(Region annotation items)
——

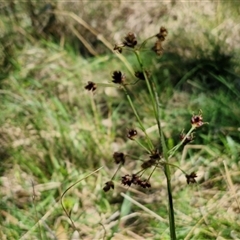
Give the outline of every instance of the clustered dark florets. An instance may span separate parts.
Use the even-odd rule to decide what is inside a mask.
[[[105,183],[105,187],[103,188],[104,192],[108,192],[110,189],[114,189],[113,181],[108,181]]]
[[[157,161],[160,160],[161,158],[162,158],[162,156],[159,154],[159,152],[155,151],[154,153],[152,153],[150,155],[150,159],[149,160],[143,162],[141,167],[143,169],[147,169],[147,168],[150,168],[152,166],[155,166],[157,164]]]
[[[125,186],[131,186],[132,184],[139,185],[142,188],[150,188],[151,184],[148,180],[142,180],[140,176],[133,174],[133,175],[125,175],[122,177],[122,184]]]
[[[122,152],[115,152],[113,154],[113,159],[116,164],[121,163],[123,165],[125,163],[125,155]]]
[[[152,36],[152,37],[156,37],[157,40],[154,44],[154,47],[152,48],[152,50],[157,53],[158,55],[161,55],[163,53],[163,47],[162,47],[162,42],[165,41],[166,37],[168,35],[168,31],[165,27],[161,27],[159,32]],[[151,39],[152,37],[150,37],[149,39]],[[129,32],[123,39],[123,42],[121,44],[115,44],[114,45],[114,49],[115,51],[122,53],[122,49],[123,47],[128,47],[128,48],[133,48],[136,54],[138,54],[138,50],[140,51],[142,47],[145,46],[145,42],[143,42],[142,45],[140,45],[140,47],[137,49],[135,48],[138,44],[137,38],[136,38],[136,34],[133,32]],[[141,64],[140,64],[141,65]],[[142,68],[141,66],[141,71],[135,71],[134,73],[135,77],[138,78],[139,80],[146,80],[149,78],[149,72],[146,71],[145,69]],[[112,82],[115,84],[120,84],[125,92],[126,92],[126,88],[125,86],[127,85],[125,83],[126,81],[126,76],[124,73],[122,73],[121,71],[114,71],[112,73]],[[138,80],[136,81],[138,82]],[[88,85],[85,86],[85,89],[89,90],[89,91],[95,91],[97,88],[97,85],[94,82],[88,82]],[[197,128],[197,127],[201,127],[204,122],[203,122],[203,117],[202,117],[202,113],[199,112],[198,115],[193,115],[191,118],[191,124],[193,126],[193,128],[191,129],[191,133],[189,133],[188,135],[182,133],[180,135],[180,139],[183,141],[181,144],[185,145],[188,144],[190,142],[193,141],[193,134],[192,131]],[[135,137],[137,136],[137,130],[135,129],[130,129],[127,132],[127,138],[129,138],[130,140],[134,140]],[[129,155],[127,155],[129,157]],[[115,173],[113,174],[112,178],[110,181],[105,183],[105,186],[103,188],[103,190],[105,192],[114,189],[114,183],[113,180],[116,176],[116,173],[119,171],[120,167],[122,165],[125,164],[125,159],[126,159],[126,155],[122,152],[114,152],[113,154],[113,159],[114,162],[118,165],[118,168],[116,169]],[[172,163],[168,163],[168,161],[166,159],[164,159],[164,157],[161,155],[160,150],[153,150],[151,151],[150,157],[148,158],[148,160],[143,161],[142,165],[141,165],[141,170],[138,171],[136,174],[126,174],[125,176],[122,177],[121,179],[121,183],[124,186],[131,186],[133,185],[138,185],[142,188],[150,188],[151,184],[150,184],[150,178],[153,174],[153,172],[155,171],[155,169],[157,167],[162,167],[164,166],[164,164],[169,164],[175,167],[178,167]],[[142,175],[143,173],[145,173],[145,170],[147,170],[148,168],[153,167],[153,171],[150,174],[150,176],[148,177],[148,179],[142,179]],[[196,183],[196,173],[192,172],[191,174],[185,174],[186,180],[187,180],[187,184],[190,183]]]
[[[126,80],[125,74],[123,74],[121,71],[114,71],[112,74],[112,82],[116,84],[123,84]]]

——

### WORK TO BE COMPLETED
Copy every line of the records above that contains the word "florets".

### FINISHED TASK
Give the outline of every instance of the clustered dark florets. An instance may span separate parts.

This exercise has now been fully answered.